=== RECORDS TO PROCESS ===

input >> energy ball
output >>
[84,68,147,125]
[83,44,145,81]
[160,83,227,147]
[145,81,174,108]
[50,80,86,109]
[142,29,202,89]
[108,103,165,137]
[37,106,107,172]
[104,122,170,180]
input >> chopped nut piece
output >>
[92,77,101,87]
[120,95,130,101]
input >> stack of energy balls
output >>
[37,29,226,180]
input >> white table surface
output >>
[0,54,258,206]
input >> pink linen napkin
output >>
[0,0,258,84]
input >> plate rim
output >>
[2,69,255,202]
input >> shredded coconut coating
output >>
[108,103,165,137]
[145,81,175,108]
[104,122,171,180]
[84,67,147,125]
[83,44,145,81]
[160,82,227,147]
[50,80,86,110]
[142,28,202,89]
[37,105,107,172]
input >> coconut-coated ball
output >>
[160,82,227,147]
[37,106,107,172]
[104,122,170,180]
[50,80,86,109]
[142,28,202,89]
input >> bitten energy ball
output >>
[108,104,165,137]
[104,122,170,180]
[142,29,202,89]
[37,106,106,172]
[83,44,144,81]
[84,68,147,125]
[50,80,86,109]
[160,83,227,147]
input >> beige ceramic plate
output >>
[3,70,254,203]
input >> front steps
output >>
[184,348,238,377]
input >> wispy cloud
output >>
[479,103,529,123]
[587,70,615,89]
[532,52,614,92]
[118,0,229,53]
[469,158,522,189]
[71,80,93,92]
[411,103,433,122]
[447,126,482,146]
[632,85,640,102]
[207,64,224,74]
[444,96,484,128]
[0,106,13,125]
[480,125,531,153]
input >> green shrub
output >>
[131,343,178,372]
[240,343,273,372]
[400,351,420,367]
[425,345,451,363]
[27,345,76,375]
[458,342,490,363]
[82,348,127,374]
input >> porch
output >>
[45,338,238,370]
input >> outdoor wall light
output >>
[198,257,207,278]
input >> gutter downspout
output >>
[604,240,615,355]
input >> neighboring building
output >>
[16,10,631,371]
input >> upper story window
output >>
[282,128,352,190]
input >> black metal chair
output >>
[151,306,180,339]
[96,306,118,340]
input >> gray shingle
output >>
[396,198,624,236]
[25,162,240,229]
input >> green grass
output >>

===

### EXERCISE DETAILS
Put everything from the line containing "input >> outdoor wall light" down to the end of the records into a numbered list, leaving out any blank lines.

### OUTPUT OF THE TASK
1. input >> outdoor wall light
2. output >>
3. [198,257,207,278]
4. input >> gutter downspout
5. output >>
6. [604,240,615,355]
7. input >> neighboring building
8. output >>
9. [16,10,631,371]
10. input >> upper story window
11. output >>
12. [282,128,352,190]
13. input >> black metal chair
14. output >>
15. [151,306,180,339]
16. [96,306,118,340]
17. input >> gray shingle
18. output >>
19. [396,198,624,236]
20. [25,162,240,229]
21. input >> green grass
22. output >>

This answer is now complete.